• Extrait cité

Il est l’un des observateurs du fonctionnement de notre société. Convaincu que l’amélioration des conditions de vie des enseignements induira inéluctablement la qualité de notre système éducatif, il plaide pour « un autre regard » des autorités compétentes en directeur de ce pan très important de notre République. Lecture !
I. LA PRIME D’ÉLOIGNEMENT…PLUS ÉLOIGNÉE QUE LES ENSEIGNANTS EUX-MÊMES.
À l’occasion de la Journée Nationale de l’Enseignant, célébrée le 23 mars 2025 à Libreville, Brice Clotaire Oligui Nguema, alors Président de la Transition, avait pris des engagements forts en faveur du corps enseignant, dont l’instauration d’une prime d’éloignement de 50 000 FCFA pour les enseignants affectés dans les zones reculées. Une mesure à saluer, tant elle s’inscrit dans une logique de justice et d’équité territoriale. En effet, les localités enclavées, souvent marginalisées, peinent à attirer des enseignants, qui préfèrent rester dans les zones urbaines mieux desservies, mieux équipées et plus confortables. Cette prime, si elle est mise en œuvre avec rigueur, peut devenir un levier majeur pour motiver les enseignants à servir dans ces zones négligées, assurant ainsi une couverture éducative équitable sur tout le territoire. Il s’agit d’un impératif pour garantir à tous les enfants, quel que soit leur lieu de naissance, le droit fondamental à une éducation de qualité.
Mais, hélas, trois mois après cette annonce présidentielle retentissante, rien n’a été fait. Aucune commission technique n’a été mise en place, aucune étude de faisabilité n’a vu le jour. On semble partir du point zéro, comme si la promesse n’avait été qu’un effet d’annonce. Pourtant, pour que cette prime soit effective, il est urgent de définir précisément ce que l’on entend par « zone éloignée ». Est-ce une localité inaccessible par la route ? Un village sans réseau téléphonique ? Une école à plus de 100 km d’un centre administratif ? Cette délimitation est essentielle pour éviter les ambiguïtés et les frustrations. Ce travail exige une concertation sérieuse, une cartographie rigoureuse et une volonté politique claire. L’enseignant qui brave les pistes poussiéreuses ou les sentiers boueux mérite reconnaissance et compensation, pas des discours sans suite.
II. LE VÉHICULE DE FONCTION…RÉSERVÉ À TOUS SAUF AUX CHEFS D’ÉTABLISSEMENT.
Dans le même élan de justice, il est temps de dénoncer avec fermeté une autre aberration qui gangrène l’appareil éducatif : l’absence de dotation en matériel roulant pour les chefs d’établissement du primaire et du secondaire. Depuis plusieurs années, ces responsables, véritables piliers de la chaîne éducative, sont laissés-pour-compte. Alors que d’autres services reçoivent régulièrement des véhicules de fonction, les chefs d’établissement doivent se débrouiller, souvent à pied ou en taxi, pour remplir leurs missions. C’est une insulte à leur statut, une hérésie institutionnelle. Comment peut-on exiger d’un chef d’établissement, qui a d’ailleurs sous sa supervision plusieurs personnels, qu’il participe à des réunions officielles et qu’il transmette des dossiers urgents, sans disposer d’un moyen de locomotion digne de ce nom ? Pis encore, en cas d’incident grave (accident, blessure, malaise), le chef d’établissement ne peut assurer le transfert d’urgence de la personne concernée vers une structure de soins. L’image est si révoltante qu’on ose à peine imaginer comment les directeurs des écoles publiques dans les villages ‘’ramperaient’’ pour se déplacer.

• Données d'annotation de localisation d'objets

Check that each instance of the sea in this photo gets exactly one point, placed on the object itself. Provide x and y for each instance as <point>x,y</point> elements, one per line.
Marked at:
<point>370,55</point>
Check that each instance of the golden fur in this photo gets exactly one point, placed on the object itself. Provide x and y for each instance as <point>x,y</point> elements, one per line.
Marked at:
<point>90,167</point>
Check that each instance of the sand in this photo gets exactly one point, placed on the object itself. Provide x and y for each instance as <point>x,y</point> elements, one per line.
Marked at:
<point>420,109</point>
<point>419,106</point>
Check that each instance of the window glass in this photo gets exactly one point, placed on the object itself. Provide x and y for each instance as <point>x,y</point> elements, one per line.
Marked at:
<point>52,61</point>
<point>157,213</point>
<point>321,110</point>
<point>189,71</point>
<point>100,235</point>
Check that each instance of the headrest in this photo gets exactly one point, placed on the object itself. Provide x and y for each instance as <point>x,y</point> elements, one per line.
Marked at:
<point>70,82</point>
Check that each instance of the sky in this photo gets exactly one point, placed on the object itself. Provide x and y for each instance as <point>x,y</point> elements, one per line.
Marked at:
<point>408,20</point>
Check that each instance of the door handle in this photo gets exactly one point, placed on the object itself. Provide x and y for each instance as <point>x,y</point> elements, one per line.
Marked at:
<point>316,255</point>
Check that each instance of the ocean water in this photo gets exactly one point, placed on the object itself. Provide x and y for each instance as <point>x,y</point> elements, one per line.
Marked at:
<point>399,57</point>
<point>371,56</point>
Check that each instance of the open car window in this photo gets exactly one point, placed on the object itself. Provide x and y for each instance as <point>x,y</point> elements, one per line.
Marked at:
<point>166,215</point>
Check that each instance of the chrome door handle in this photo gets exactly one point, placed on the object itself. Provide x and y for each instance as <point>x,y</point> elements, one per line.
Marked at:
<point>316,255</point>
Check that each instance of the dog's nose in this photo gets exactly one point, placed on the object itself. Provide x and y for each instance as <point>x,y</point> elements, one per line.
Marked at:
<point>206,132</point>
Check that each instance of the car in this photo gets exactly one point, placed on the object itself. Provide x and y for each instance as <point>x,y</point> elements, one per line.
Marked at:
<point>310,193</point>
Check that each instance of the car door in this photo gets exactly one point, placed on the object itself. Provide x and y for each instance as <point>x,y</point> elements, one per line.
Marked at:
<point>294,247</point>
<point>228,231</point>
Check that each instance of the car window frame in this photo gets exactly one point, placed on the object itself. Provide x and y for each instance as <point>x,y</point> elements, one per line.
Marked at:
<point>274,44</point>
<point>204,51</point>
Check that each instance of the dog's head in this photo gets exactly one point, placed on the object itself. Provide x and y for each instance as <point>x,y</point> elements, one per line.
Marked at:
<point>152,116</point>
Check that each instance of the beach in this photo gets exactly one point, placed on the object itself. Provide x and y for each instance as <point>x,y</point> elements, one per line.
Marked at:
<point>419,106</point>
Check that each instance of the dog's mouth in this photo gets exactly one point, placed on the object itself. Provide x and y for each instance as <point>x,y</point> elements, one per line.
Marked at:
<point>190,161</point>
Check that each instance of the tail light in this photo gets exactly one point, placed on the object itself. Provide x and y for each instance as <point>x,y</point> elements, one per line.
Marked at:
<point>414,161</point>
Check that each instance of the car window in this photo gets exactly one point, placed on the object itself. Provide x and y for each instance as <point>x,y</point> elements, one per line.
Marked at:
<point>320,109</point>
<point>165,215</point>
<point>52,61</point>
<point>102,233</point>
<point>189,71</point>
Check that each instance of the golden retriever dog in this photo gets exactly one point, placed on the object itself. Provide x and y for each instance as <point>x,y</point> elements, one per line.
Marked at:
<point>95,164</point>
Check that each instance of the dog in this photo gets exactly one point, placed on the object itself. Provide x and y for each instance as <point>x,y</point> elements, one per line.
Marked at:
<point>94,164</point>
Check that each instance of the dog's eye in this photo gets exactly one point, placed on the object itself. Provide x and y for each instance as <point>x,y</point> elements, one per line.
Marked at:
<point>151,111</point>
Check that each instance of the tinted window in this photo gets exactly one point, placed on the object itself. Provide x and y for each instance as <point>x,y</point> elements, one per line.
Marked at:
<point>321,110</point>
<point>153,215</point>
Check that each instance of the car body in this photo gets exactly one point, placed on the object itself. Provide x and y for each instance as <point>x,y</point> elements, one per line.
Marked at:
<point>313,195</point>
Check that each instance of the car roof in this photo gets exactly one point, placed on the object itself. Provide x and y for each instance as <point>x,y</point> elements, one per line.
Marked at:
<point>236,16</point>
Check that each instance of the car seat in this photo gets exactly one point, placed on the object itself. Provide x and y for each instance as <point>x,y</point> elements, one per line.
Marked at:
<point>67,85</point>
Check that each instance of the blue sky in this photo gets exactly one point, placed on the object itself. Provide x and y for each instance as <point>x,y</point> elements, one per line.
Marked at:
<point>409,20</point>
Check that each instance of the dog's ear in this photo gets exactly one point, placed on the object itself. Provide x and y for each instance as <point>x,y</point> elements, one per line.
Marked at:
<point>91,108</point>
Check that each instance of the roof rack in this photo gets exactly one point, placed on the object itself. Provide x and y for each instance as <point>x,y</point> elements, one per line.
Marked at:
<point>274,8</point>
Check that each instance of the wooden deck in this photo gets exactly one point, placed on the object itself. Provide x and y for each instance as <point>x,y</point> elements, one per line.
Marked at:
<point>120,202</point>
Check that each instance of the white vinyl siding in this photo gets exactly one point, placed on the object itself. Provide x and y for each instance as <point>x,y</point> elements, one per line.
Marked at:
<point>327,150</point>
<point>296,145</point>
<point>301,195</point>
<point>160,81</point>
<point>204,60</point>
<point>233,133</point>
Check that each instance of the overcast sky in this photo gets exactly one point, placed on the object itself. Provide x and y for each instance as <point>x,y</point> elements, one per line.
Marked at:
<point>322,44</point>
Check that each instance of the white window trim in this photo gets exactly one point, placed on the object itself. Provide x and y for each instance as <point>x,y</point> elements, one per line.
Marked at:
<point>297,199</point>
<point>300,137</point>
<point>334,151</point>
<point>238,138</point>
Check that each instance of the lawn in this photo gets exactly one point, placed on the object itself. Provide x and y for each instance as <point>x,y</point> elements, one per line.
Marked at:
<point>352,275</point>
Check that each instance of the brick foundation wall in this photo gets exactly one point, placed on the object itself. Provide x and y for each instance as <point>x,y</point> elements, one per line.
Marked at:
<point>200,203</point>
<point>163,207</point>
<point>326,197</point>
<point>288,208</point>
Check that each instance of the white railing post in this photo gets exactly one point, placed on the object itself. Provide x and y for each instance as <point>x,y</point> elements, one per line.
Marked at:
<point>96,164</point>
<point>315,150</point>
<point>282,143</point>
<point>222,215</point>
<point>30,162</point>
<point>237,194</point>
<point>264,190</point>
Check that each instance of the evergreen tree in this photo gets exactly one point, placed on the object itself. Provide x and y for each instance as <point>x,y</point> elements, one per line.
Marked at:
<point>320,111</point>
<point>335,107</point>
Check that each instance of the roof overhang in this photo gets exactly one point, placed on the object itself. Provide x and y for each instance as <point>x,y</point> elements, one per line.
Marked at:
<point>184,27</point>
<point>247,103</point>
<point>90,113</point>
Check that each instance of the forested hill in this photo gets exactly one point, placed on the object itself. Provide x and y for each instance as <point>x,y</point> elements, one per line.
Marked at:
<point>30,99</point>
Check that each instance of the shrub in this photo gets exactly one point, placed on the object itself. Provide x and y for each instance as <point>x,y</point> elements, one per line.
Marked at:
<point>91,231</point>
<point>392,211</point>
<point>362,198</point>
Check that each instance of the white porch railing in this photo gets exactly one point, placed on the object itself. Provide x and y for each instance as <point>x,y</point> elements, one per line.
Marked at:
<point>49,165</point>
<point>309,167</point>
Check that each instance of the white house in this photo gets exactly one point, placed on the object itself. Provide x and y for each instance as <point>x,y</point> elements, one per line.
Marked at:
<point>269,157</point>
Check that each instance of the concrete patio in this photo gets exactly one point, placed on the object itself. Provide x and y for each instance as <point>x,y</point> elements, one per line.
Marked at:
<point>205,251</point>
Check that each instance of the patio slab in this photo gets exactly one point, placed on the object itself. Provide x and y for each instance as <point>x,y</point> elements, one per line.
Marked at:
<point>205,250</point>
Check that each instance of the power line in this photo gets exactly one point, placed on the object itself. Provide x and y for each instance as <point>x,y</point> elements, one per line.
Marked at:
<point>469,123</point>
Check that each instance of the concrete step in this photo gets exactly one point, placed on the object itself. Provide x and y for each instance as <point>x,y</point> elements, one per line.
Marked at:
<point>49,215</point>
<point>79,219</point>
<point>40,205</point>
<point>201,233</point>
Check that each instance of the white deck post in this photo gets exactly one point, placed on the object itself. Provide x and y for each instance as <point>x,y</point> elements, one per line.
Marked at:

• Consignes
a) Recopiez le passage de l'extrait qui va de « Il est l’un » jusqu'à « République. Lecture ! », en substituant « analystes » à « observateurs ».
b) Répondez à ces questions sur l'extrait :
(i) Quel est le montant de la prime d'éloignement annoncée pour les enseignants ?
(ii) Combien de temps après l'annonce présidentielle constate-t-on que rien n'a été fait ?
(iii) Comment les chefs d'établissement se déplacent-ils souvent pour remplir leurs missions ?
Ces données ne sont d'aucune utilité ici.

• Corrigé des exercices
a)
Il est l’un des analystes du fonctionnement de notre société. Convaincu que l’amélioration des conditions de vie des enseignements induira inéluctablement la qualité de notre système éducatif, il plaide pour « un autre regard » des autorités compétentes en directeur de ce pan très important de notre République. Lecture !

b)
(i) 50 000 FCFA.
(ii) Trois mois.
(iii) À pied ou en taxi.